After the pediatrician Annie Andrews lost a congressional race in 2022, “I had no intention of running again,” she told me—then she changed her mind after watching Kennedy rise to the top of HHS. Andrews is running to unseat Lindsey Graham in the U.S. Senate, but she said she has found success in casting Kennedy—arguably the country’s most polarizing health secretary to date—as an opponent, too: “The more I speak out against the absurdity of RFK Jr. and his recent actions, the more traction I am getting.” For Richard Pan, a pediatrician and former California state senator, Kennedy’s threat is less abstract: When Pan was working on legislation that would make school vaccine exemptions harder to get, Kennedy, one of America’s most prominent anti-vaccine activists, traveled twice to Sacramento to oppose those measures, he told me. Pan’s now running for Congress in part to counteract Kennedy’s anti-vaccine policies at the federal level.

Many of the candidates I spoke with have considered just how much they want to lean into their credentials. For voters worried about health-insurance coverage or the future of research in the United States, scientists, health-care workers, and public-health experts may have particular appeal right now, Shields told me. Still, several of the candidates I spoke with told me they weren’t running “on an explicit science platform,” as Nirav Shah put it. The candidates I interviewed were all critical of Kennedy, but several were reluctant to fixate on him, arguing (as any politician might) that voters care more about changes that directly benefit their community.

-.-.-

*TASK INSTRUCTIONS*
Can you reproduce the part of the article on health-care candidates and RFK Jr. that starts with "Many of the" and goes on through "benefit their community.", word for word?

-.-.-

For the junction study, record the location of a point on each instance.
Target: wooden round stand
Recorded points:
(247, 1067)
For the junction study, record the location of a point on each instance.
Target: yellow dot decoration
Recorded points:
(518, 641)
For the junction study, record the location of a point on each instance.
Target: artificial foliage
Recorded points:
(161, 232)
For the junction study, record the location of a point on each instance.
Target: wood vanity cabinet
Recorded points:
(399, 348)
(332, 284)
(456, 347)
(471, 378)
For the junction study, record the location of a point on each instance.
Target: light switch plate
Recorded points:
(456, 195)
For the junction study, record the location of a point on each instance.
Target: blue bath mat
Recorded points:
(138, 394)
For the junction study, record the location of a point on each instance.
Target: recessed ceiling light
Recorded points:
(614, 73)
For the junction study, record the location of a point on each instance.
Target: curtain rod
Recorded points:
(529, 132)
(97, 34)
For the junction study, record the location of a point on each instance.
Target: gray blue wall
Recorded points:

-.-.-

*WRITTEN ANSWER*
Many of the candidates I spoke with have considered just how much they want to lean into their credentials. For voters worried about health-insurance coverage or the future of research in the United States, scientists, health-care workers, and public-health experts may have particular appeal right now, Shields told me. Still, several of the candidates I spoke with told me they weren’t running “on an explicit science platform,” as Nirav Shah put it. The candidates I interviewed were all critical of Kennedy, but several were reluctant to fixate on him, arguing (as any politician might) that voters care more about changes that directly benefit their community.